PROMPT -> Go through the lines below. Copy those with "instance".

_ _ _ _

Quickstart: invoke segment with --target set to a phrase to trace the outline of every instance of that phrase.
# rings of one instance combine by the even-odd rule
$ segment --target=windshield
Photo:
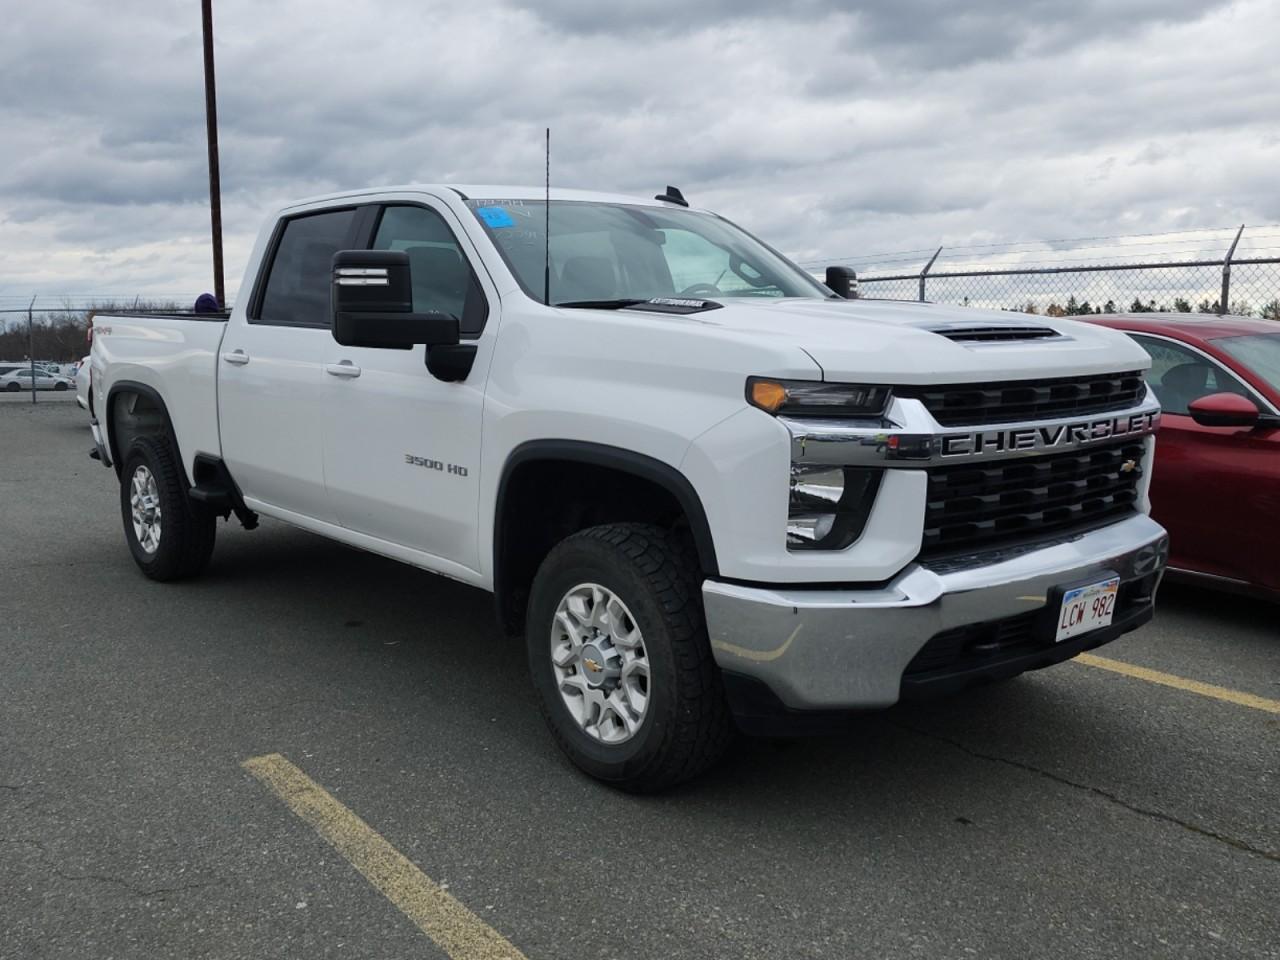
[[[1272,390],[1280,391],[1280,333],[1223,337],[1214,340],[1213,345],[1243,363]]]
[[[543,298],[546,204],[469,200],[525,293]],[[831,291],[719,217],[692,210],[551,202],[551,302],[653,297],[811,297]]]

_ _ _ _

WRITTEN ANSWER ->
Quickstart: invoke segment with --target set to a phrase to trace the outline of every instance of that phrase.
# rings of one instance combine by the even-odd rule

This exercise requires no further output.